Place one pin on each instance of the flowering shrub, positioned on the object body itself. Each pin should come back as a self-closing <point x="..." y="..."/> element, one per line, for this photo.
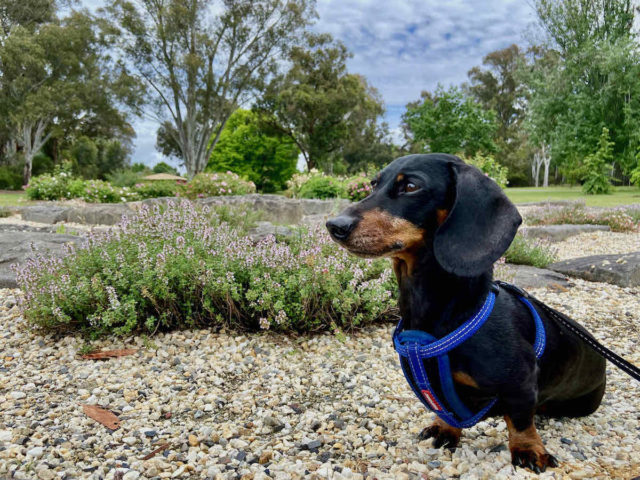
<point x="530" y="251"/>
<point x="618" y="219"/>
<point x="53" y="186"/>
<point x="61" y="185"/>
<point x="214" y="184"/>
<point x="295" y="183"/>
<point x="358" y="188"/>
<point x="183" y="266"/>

--

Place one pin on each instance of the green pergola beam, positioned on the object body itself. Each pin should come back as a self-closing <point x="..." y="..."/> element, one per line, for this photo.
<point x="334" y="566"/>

• _WHAT YOU ARE ASKED TO DO_: Tally the rows in the entries above that contain the string "line", counting only matches with the same capitalization. Reply with the number alone.

• _RESULT_: 2